_ПРЕДЛОЖЕННЫЙ ТЕКСТ_
Дмитрий Сологуб: Никто же не выходит на улицу только в штанах, потому что ему так нравится
На волне проводимых под эгидой МВФ реформ Нацбанк по примеру других центробанков решил отказаться от мандата по удержанию стабильности национальной валюты в пользу инфляционного таргетирования.
То есть НБУ декларирует, что главное для него — стабильность цен, а не курса гривни, и именно эту стабильность он намерен поддерживать своими монетарными инструментами.
Тем не менее, на фоне троекратной девальвации цены все еще бьют по доходам украинцев. В 2016 году инфляция составила 12%, что совпало с целью НБУ, но в 2017 году дела оказались куда хуже.
Несмотря на заверения регулятора, что инфляция не превысит 9%, она сделала это еще за несколько месяцев до конца года.
Ожидаемой летней ревальвации не произошло, поэтому темпы роста цен были значительными. В частности, повысились цены на продукты питания, которые занимают весомую долю в потребительской корзине украинцев.
В итоге, доверие населения к мандату центробанка невысокое. В экспертном сообществе все чаще поднимается вопрос, может ли вообще НБУ контролировать цены в нынешних экономических условиях.

_ПРЕДОСТАВЛЕННЫЕ ДАННЫЕ_

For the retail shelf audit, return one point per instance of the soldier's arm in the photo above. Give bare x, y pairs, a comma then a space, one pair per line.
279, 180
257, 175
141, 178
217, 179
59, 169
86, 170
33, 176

_ПИСЬМЕННОЕ ЗАДАНИЕ 1_
Какой была инфляция в 2016 году согласно тексту об инфляционном таргетировании НБУ?
_ПИСЬМЕННОЕ ЗАДАНИЕ 2_
Напишите продолжение текста об инфляционном таргетировании НБУ, начиная после его последнего предложения.

_ОЖИДАЕМЫЙ ОТВЕТ 1_
12%, что совпало с целью НБУ.

_ОЖИДАЕМЫЙ ОТВЕТ 2_
Почему НБУ не смог удержать инфляцию в заданном коридоре? Мог ли он своими монетарными инструментами повлиять на ситуацию? Насколько позитивно на экономику может влиять нынешний мандат НБУ?
На эти и другие вопросы журналиста ЭП ответил Дмитрий Сологуб — член правления НБУ, который ведет блок монетарной политики.
— Нынешняя потребительская корзина слабо коррелируется с цифрами, которые дает Нацбанк по инфляции. Даже не Нацбанк, а служба статистики. Вы ходите в магазины? Вы верите, что цены растут настолько, насколько нам показывает служба статистики?
— Вопрос точности потребительской корзины возник не вчера. Сколько себя помню, сколько занимаюсь макроэкономикой Украины, столько он поднимается, за рубежом в том числе.
НБУ два года занимается вэб-скрейпингом, который позволяет автоматически отслеживать цены во всех магазинах и анализировать краткосрочную инфляцию, так как эти данные дают срез на ежедневной основе.
Также этот метод позволяет лучше понять, что происходит с потребительскими ценами, когда мы сравниваем эти данные и данные Госстата. Так вот: кардинальной разницы между цифрами, которые показывает Госстат, и цифрами, которые показывает веб-скрейпинг, нет.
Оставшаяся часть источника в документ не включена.